→ **やること**: 資料の冒頭から「(1017, 921)」を含む行までを、一字一句変えずに書き写せ。最初の行と最後の行も含める。

→ **提供資料**:
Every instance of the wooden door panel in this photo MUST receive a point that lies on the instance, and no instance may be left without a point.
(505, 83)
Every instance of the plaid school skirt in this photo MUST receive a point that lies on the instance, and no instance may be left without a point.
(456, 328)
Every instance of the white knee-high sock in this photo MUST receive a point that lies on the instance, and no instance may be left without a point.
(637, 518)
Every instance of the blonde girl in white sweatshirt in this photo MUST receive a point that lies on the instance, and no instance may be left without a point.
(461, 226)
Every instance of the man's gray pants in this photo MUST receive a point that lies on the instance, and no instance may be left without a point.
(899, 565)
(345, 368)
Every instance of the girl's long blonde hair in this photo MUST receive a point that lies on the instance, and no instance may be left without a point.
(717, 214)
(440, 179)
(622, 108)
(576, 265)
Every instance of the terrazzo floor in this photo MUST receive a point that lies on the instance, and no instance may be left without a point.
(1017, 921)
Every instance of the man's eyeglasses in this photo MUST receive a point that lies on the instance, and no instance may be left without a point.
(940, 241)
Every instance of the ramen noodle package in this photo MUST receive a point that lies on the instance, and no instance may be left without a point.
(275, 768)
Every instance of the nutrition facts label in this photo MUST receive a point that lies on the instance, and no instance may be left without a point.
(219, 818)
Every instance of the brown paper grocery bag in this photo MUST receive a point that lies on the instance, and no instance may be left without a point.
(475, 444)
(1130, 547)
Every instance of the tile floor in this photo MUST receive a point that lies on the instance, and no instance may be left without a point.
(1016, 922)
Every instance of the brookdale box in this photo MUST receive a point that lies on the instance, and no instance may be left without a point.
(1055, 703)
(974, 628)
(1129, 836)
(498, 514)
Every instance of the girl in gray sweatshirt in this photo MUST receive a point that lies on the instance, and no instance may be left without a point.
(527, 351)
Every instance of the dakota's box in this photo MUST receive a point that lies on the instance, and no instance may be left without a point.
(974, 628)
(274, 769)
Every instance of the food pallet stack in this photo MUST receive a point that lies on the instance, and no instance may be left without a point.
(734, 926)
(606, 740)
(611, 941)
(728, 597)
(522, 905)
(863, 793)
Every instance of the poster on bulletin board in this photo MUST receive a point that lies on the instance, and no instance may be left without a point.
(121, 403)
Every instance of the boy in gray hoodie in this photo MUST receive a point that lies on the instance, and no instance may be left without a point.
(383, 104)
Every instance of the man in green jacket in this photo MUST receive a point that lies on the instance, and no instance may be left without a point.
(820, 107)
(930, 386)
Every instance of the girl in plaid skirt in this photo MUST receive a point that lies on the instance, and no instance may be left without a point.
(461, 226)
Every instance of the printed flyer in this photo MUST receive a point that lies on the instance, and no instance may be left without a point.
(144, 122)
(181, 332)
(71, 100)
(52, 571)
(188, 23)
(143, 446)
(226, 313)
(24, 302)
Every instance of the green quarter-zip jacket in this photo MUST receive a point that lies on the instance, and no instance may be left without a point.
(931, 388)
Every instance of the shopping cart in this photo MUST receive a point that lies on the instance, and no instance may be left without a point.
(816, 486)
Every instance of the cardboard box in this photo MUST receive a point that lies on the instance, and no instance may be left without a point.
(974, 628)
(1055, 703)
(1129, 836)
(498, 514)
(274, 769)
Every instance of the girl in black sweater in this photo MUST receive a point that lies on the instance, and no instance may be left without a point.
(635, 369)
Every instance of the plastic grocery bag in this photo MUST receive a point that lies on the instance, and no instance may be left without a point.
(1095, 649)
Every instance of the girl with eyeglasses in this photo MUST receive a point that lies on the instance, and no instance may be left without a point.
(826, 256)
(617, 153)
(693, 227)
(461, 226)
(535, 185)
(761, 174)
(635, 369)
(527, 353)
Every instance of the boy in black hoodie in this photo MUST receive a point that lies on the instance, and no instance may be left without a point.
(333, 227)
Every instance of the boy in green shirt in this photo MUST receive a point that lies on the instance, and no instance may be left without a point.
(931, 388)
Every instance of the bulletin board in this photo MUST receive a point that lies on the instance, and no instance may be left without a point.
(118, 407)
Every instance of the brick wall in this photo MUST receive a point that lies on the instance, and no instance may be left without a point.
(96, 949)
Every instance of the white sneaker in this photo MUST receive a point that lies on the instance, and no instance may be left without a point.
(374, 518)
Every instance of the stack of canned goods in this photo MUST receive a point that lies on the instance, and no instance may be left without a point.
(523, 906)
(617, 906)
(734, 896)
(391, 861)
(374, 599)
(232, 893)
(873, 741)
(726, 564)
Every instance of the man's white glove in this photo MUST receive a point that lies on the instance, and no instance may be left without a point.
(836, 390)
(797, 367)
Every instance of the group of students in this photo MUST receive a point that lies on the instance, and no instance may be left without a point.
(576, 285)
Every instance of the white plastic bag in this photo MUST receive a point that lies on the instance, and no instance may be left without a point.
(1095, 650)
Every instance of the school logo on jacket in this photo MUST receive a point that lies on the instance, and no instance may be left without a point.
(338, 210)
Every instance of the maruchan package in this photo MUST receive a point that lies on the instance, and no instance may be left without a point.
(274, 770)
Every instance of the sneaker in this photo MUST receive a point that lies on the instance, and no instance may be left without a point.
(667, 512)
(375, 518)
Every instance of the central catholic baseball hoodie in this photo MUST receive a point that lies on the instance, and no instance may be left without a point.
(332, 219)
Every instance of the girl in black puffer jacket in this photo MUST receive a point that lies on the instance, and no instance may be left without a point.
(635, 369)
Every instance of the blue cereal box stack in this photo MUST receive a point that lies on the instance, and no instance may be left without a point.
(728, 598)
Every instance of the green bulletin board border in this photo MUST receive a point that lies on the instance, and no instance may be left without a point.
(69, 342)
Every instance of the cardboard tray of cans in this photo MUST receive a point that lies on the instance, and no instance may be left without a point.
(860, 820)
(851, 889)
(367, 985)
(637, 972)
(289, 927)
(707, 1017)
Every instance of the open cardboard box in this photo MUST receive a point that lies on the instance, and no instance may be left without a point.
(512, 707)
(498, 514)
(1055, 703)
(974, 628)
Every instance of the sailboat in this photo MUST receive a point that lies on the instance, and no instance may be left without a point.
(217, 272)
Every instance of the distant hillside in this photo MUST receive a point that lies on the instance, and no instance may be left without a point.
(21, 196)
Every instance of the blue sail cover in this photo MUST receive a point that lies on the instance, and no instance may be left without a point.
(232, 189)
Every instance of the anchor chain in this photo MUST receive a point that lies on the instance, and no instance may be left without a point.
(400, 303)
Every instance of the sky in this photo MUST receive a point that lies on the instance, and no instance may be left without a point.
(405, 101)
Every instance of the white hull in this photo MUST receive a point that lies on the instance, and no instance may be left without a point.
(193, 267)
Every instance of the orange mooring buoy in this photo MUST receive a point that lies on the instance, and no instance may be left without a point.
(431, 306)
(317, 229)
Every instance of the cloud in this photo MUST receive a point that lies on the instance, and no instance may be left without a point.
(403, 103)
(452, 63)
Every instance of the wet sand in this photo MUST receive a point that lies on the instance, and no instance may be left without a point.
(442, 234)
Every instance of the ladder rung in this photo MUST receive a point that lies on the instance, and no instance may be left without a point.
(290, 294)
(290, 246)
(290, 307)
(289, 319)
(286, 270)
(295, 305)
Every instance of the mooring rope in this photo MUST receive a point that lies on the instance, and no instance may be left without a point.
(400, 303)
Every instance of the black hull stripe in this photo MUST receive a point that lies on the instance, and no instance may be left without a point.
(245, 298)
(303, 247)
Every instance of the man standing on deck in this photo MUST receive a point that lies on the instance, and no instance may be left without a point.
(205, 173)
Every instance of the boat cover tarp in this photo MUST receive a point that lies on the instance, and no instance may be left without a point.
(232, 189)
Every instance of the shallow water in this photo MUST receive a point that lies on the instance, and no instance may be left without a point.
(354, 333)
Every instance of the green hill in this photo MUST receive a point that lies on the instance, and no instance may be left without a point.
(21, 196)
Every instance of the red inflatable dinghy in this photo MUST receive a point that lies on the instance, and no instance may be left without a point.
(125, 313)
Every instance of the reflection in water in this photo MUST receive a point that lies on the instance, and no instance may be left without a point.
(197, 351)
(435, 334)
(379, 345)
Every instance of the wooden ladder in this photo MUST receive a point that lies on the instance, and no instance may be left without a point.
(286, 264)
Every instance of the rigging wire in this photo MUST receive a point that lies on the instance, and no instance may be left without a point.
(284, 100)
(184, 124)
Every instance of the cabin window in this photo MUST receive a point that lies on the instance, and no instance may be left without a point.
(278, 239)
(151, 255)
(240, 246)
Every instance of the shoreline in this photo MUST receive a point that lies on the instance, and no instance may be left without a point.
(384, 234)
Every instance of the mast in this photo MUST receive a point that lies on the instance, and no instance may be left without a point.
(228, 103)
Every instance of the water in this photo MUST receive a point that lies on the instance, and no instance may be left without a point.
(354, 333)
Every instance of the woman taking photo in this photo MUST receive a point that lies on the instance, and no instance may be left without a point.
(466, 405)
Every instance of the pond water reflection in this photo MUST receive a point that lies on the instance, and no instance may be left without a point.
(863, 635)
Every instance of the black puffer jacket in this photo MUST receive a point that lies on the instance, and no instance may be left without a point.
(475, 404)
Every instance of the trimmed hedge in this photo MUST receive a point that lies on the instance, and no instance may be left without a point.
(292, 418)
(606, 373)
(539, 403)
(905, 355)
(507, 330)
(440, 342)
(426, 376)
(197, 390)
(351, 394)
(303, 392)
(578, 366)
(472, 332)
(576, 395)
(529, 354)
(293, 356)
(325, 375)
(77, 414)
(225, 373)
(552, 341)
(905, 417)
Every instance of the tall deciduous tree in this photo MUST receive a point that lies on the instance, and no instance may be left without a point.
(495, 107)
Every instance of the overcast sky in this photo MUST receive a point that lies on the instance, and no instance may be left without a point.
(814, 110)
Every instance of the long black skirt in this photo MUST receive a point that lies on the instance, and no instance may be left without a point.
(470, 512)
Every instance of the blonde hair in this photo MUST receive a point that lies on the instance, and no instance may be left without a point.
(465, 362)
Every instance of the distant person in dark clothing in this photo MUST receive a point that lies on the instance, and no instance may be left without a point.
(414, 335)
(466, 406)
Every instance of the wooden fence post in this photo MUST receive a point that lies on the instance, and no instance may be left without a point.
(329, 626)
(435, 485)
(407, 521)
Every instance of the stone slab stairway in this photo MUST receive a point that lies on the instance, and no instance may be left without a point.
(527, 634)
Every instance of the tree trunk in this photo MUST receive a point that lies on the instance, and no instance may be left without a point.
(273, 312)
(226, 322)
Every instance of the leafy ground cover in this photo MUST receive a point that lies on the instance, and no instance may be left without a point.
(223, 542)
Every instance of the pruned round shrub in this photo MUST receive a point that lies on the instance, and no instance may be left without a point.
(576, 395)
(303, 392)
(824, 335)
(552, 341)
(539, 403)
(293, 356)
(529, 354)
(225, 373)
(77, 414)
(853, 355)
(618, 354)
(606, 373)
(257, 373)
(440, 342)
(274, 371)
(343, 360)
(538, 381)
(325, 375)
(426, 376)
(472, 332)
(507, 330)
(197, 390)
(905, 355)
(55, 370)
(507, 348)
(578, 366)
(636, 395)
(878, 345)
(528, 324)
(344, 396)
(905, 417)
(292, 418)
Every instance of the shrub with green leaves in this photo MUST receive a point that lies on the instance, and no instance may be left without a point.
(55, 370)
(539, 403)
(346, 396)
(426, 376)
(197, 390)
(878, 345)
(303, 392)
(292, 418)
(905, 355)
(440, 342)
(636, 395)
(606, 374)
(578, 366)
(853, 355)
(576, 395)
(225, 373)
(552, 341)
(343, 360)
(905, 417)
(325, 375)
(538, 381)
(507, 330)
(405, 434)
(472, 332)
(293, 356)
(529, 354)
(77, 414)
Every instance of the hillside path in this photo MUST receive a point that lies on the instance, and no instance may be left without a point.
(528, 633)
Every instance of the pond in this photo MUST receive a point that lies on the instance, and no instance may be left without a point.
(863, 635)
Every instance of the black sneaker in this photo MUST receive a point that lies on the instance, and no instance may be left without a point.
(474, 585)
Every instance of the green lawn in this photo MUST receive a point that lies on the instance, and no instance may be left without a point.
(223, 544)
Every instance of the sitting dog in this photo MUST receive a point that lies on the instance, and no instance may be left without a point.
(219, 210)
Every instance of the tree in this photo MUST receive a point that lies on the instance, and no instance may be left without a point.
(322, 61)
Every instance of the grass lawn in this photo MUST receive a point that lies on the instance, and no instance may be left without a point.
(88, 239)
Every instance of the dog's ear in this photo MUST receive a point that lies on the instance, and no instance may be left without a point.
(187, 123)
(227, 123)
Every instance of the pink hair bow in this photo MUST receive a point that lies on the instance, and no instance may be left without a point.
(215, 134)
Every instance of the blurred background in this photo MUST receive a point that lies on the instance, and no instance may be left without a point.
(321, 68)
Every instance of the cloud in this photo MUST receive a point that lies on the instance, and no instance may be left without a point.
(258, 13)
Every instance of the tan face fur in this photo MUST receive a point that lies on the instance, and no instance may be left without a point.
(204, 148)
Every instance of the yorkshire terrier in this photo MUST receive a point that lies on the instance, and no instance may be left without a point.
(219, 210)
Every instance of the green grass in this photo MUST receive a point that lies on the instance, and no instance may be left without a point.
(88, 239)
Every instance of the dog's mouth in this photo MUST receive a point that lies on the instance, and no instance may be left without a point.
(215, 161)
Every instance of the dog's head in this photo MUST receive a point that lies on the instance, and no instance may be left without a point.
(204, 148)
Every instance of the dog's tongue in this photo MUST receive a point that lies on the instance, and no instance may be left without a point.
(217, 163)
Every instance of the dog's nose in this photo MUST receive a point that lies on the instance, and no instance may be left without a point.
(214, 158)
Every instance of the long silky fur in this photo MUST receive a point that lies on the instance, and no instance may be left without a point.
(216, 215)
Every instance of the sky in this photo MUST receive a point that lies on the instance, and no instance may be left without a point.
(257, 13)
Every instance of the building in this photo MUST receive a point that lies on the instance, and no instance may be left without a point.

→ **記述解答**:
Every instance of the wooden door panel in this photo MUST receive a point that lies on the instance, and no instance may be left without a point.
(505, 83)
Every instance of the plaid school skirt in this photo MUST receive a point that lies on the instance, and no instance may be left without a point.
(456, 328)
Every instance of the white knee-high sock in this photo MUST receive a point that lies on the instance, and no instance may be left without a point.
(637, 518)
Every instance of the blonde girl in white sweatshirt in this photo MUST receive a point that lies on the instance, and no instance may be left without a point.
(461, 226)
Every instance of the man's gray pants in this photo MUST receive a point that lies on the instance, and no instance may be left without a point.
(899, 565)
(345, 368)
Every instance of the girl's long blonde hair in this photo MUST receive a point that lies on the instance, and no instance may be left without a point.
(717, 214)
(440, 179)
(622, 108)
(576, 265)
Every instance of the terrazzo floor in this photo MUST receive a point that lies on the instance, and no instance may be left without a point.
(1017, 921)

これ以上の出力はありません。